Work instructions. Print out the data below. Do not alter a single line.

BEGIN

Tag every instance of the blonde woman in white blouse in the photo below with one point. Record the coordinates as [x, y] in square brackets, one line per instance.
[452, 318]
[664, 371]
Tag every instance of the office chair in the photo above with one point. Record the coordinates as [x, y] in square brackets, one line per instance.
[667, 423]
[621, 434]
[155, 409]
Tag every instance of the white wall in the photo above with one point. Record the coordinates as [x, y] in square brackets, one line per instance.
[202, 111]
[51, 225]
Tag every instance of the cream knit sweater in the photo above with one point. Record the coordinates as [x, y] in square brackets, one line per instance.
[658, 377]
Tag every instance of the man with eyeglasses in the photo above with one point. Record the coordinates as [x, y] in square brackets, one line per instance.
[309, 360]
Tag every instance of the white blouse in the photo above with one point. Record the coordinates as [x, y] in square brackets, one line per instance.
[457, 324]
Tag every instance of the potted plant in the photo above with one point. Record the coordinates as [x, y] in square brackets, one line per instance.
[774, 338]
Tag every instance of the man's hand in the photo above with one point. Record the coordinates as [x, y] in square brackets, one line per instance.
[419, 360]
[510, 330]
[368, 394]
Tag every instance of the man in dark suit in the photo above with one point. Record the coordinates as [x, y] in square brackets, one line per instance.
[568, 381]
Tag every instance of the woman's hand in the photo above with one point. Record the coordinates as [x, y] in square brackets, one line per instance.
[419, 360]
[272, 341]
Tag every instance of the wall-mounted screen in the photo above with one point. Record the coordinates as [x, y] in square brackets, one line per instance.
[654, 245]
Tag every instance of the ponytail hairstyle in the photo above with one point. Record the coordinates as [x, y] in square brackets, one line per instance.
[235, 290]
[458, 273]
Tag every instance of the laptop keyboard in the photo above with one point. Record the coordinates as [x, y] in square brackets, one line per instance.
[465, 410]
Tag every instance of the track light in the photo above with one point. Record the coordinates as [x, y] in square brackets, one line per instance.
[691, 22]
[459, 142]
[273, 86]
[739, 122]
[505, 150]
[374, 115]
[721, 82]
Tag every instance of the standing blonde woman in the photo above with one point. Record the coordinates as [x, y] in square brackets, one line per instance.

END

Final answer.
Tag every instance of the blonde woman in white blouse in the photo below with one point. Record the coordinates as [x, y] in square brackets, one line per instance.
[452, 318]
[664, 371]
Tag every instance of the office chair in the photo above with one point. Record the coordinates as [x, y] in square brackets, one line per instance.
[667, 423]
[621, 434]
[155, 409]
Tag every instance of the white wall in the photo above with one point. Record the coordinates as [x, y] in square brackets, one line per instance.
[202, 111]
[51, 225]
Tag every instance of the cream knit sweater in the photo above with one point. Record the coordinates as [x, y] in square brackets, one line per instance.
[658, 377]
Tag every instance of the man with eyeglasses in the photo above with one point. Record the coordinates as [x, y] in square brackets, one line per instance.
[309, 360]
Tag every instance of the white blouse in the photo above with one point. Record the coordinates as [x, y] in square brackets, one line per instance.
[457, 324]
Tag every instance of the potted plant in the photo above with one point. Record the coordinates as [x, y] in square brackets, one line per instance.
[774, 338]
Tag every instance of the man's hand in the photo above with one point. Record the coordinates as [x, y] in square brackets, one line per instance.
[419, 360]
[510, 330]
[368, 394]
Tag every instance of the man in dark suit in the photo above with one point. Record the coordinates as [x, y] in square brackets, one line per instance.
[568, 381]
Tag every instance of the woman's hand in the photo above with one point. Record the coordinates as [x, y] in square brackets, one line per instance.
[419, 360]
[272, 341]
Tag every instance of the wall-mounted screen in the photo above with one point. Record the coordinates as [x, y] in square brackets, one line per instance.
[654, 245]
Tag every instance of the ponytail hairstyle in the photo above with one point. Record the coordinates as [x, y] in square brackets, one line per instance.
[235, 290]
[458, 273]
Tag every instance of the laptop keyboard in the photo above with one point. Record the coordinates as [x, y] in square brackets, one line per instance.
[465, 410]
Tag every instance of the track light in the photo above with one point. Record the coordinates as [x, y] in square brackets, one line per instance.
[691, 22]
[459, 142]
[273, 86]
[739, 122]
[505, 150]
[374, 115]
[721, 82]
Tag every instance of the standing blonde woman in the photo above with one point. Record the coordinates as [x, y] in square brackets, one line per instance.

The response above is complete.